## Your objective
Copy the items starting at the line that contains "Identify the dark" and ending after the line that contains "Target: bird's long dark beak", replacing "Identify" with "Locate" and leaving everything else unchanged. Omit the pictures.

## Provided records
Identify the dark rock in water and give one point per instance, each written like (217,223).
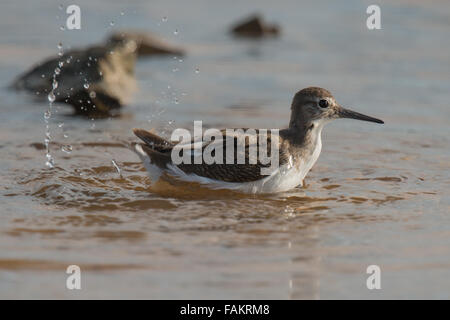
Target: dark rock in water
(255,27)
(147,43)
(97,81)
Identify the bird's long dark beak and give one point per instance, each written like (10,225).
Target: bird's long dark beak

* * *

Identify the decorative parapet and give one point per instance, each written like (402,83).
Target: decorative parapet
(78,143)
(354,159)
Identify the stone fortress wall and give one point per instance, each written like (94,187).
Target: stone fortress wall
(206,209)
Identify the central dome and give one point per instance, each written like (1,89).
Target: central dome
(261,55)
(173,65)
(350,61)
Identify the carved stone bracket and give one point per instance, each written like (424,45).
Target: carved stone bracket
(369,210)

## Reply
Locate the dark rock in water and give one point per instance, each written like (217,223).
Target: dark rock in water
(255,27)
(147,43)
(97,81)
Locate the bird's long dark beak and give one point per instance, each written like (10,225).
Target: bird's long dark beak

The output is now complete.